* [Work instructions]: For each line below that includes the string "instance", show the whole line.

* [Material to process]:
┄┄┄┄┄┄┄┄┄┄

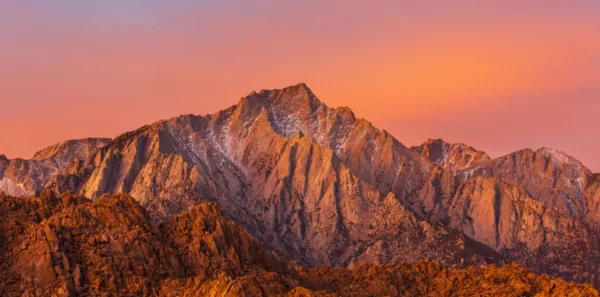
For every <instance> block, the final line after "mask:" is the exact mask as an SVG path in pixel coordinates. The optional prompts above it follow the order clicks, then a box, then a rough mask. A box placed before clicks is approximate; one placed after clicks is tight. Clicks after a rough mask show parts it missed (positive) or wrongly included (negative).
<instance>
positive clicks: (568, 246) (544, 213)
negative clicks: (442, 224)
mask: <svg viewBox="0 0 600 297" xmlns="http://www.w3.org/2000/svg"><path fill="white" fill-rule="evenodd" d="M450 147H451V145H449V144H446V143H443V142H442V141H439V140H438V141H427V142H426V143H425V144H423V145H422V146H420V147H418V148H416V150H417V151H420V152H423V153H425V155H429V156H430V157H429V158H432V159H431V160H432V161H433V162H434V163H435V164H436V165H437V166H444V163H443V162H439V160H444V159H447V160H456V159H462V160H469V158H470V157H471V156H473V155H474V151H473V150H468V151H467V152H468V153H465V155H466V156H460V154H459V155H458V157H457V156H453V157H451V158H448V157H439V156H440V155H441V156H448V154H447V153H444V152H449V151H451V150H450V149H449V148H450ZM440 148H442V149H440ZM413 149H415V148H413ZM428 151H429V152H436V153H434V154H431V153H430V154H427V153H426V152H428ZM437 152H442V153H441V154H438V153H437ZM431 156H434V157H431ZM450 156H451V155H450ZM446 164H452V162H448V163H446ZM454 164H456V163H454ZM446 168H447V165H446ZM449 171H451V172H452V174H450V173H449ZM596 177H597V175H594V174H592V173H591V171H590V170H589V169H587V168H585V166H583V165H582V164H581V162H579V161H577V160H576V159H574V158H572V157H570V156H568V155H566V154H565V153H563V152H560V151H556V150H552V149H548V148H541V149H539V150H531V149H526V150H521V151H517V152H514V153H511V154H508V155H506V156H503V157H500V158H496V159H487V160H485V158H484V159H482V160H481V161H478V162H475V163H473V164H472V165H471V166H467V167H465V168H459V169H458V170H457V168H454V169H450V170H448V169H445V168H444V169H439V171H438V173H437V175H435V176H434V178H433V181H432V184H434V185H435V187H431V188H433V190H431V188H430V189H429V191H428V192H427V195H422V196H421V201H422V202H423V203H427V202H429V201H431V202H430V203H432V205H433V206H429V207H428V208H427V207H426V208H425V209H426V210H429V218H430V220H433V221H442V222H445V224H444V225H445V226H448V227H449V228H451V229H455V230H460V231H462V233H463V234H464V235H465V236H467V237H469V238H471V239H473V240H476V241H478V242H481V243H484V244H485V245H487V246H488V247H491V248H493V249H494V250H495V251H497V252H498V253H500V254H501V255H502V256H503V257H504V258H505V259H506V260H507V261H515V262H519V263H522V264H524V265H527V266H528V267H530V268H532V269H533V270H534V271H538V272H544V273H548V274H551V275H558V276H561V277H564V278H566V279H570V280H576V281H580V282H593V283H596V284H598V283H599V281H600V280H599V278H598V273H597V271H596V266H597V263H600V245H599V244H598V243H599V241H598V239H599V234H600V233H599V230H598V228H597V215H596V214H597V211H596V210H597V201H598V194H597V193H598V190H597V189H598V187H597V185H598V183H597V179H596ZM429 197H434V198H429ZM428 198H429V199H428Z"/></svg>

┄┄┄┄┄┄┄┄┄┄

* [Exercise result]:
For every <instance> block, the final line after "mask:" is the exact mask as an SVG path in pixel coordinates. The optional prompts above it follow the order clicks, then a box, then a rough mask. A box placed before clicks is approximate; one placed after clicks is tight. Clicks after a rough mask show parts it missed (positive) or wrongly included (negative).
<instance>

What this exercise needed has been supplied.